Data items:
§

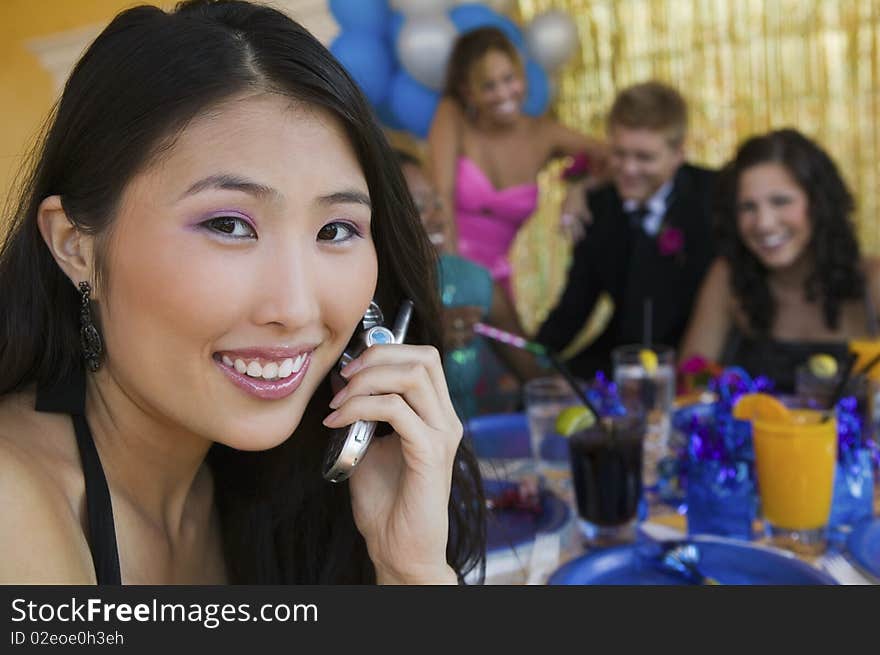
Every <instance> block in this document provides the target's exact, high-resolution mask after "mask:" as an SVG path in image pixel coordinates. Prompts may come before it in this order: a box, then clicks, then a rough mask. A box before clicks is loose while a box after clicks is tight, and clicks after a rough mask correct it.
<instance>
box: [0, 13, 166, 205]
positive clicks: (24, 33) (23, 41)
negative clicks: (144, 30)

§

> **WHAT THE EXERCISE ASKS**: Leaving out only the pictures, retype every record exactly.

> **TASK OUTPUT**:
Every <instance> block in this document provides the target's exact, high-resolution mask after "mask:" as an SVG path in image pixel coordinates. Prompts may come before it in this order: a box, then clicks, then a rough mask. A box before clicks is loose while a box after clicks is tight, and clicks after a rough mask correct it.
<instance>
box: [0, 13, 166, 205]
positive clicks: (24, 33) (23, 41)
negative clicks: (144, 30)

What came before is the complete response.